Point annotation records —
(begin)
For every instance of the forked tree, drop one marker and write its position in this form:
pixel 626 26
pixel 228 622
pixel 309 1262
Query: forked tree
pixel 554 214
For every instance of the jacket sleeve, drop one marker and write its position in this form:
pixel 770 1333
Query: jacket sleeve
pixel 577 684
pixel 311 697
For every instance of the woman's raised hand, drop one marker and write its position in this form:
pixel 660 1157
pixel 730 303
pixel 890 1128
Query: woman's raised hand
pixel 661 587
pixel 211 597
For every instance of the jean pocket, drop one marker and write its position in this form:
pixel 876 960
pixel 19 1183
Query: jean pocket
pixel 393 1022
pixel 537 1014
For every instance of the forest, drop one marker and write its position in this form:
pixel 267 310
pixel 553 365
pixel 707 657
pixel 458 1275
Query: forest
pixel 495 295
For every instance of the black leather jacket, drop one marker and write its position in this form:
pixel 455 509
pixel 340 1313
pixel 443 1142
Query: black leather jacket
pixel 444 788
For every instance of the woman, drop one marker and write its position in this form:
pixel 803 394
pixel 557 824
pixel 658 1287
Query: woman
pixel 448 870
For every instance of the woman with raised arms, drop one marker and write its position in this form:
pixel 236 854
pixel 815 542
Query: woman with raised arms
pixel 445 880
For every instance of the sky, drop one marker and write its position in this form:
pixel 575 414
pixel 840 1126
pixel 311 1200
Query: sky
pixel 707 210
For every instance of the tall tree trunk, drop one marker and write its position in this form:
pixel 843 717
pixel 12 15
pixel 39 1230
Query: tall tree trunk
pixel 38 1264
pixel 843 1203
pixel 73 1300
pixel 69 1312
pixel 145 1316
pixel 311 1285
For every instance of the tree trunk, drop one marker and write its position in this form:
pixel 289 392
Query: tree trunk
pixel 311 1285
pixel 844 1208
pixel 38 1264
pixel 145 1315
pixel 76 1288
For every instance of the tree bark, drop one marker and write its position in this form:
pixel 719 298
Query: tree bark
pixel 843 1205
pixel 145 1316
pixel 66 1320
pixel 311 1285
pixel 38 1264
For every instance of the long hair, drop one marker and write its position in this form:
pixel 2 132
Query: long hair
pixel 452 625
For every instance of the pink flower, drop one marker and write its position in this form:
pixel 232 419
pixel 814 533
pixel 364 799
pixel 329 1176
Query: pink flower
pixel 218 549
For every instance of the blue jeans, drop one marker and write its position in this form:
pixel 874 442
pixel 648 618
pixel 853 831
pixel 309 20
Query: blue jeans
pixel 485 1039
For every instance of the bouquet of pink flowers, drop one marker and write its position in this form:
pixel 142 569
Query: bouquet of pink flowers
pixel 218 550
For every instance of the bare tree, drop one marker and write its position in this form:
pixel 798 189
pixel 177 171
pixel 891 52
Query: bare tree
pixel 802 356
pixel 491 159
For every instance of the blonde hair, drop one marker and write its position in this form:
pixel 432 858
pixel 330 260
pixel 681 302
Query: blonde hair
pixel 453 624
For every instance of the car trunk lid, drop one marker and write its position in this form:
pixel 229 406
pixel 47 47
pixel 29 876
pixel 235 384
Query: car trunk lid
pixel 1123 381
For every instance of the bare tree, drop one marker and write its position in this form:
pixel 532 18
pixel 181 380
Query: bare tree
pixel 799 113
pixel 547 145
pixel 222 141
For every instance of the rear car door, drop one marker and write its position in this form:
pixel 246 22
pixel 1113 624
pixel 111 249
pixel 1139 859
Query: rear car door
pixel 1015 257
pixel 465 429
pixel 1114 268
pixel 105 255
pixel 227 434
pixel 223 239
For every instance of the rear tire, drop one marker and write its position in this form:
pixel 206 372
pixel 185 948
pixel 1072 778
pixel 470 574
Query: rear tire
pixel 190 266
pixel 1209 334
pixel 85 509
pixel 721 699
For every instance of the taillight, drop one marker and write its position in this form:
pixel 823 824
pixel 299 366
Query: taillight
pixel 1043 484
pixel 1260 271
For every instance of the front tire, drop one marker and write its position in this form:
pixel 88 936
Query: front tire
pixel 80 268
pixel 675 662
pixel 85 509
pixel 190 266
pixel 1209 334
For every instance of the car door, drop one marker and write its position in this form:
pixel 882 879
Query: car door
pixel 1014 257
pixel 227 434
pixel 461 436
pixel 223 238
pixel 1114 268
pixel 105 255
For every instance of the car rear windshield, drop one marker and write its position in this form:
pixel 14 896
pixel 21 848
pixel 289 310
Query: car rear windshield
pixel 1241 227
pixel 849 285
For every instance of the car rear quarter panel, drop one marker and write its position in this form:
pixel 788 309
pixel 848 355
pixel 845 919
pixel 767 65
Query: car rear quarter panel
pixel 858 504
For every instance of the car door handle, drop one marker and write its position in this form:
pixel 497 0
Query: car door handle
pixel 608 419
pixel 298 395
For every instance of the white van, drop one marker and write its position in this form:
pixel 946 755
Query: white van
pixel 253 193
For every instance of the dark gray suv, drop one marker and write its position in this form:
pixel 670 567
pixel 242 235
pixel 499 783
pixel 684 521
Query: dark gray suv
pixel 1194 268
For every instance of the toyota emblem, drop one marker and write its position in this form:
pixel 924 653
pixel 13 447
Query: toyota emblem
(end)
Exercise description — Starting at the first line and ending at the line containing "pixel 311 697", swap "jacket sleeve" for "coat sleeve" and give those lines again with nothing else changed.

Answer —
For every instance of the forked tree, drop one marker and write its position in this form:
pixel 626 26
pixel 228 622
pixel 309 1262
Query: forked tree
pixel 554 214
For every instance of the coat sleeve, drop one marker and write its position in this form:
pixel 770 1333
Query: coat sleeve
pixel 577 684
pixel 311 697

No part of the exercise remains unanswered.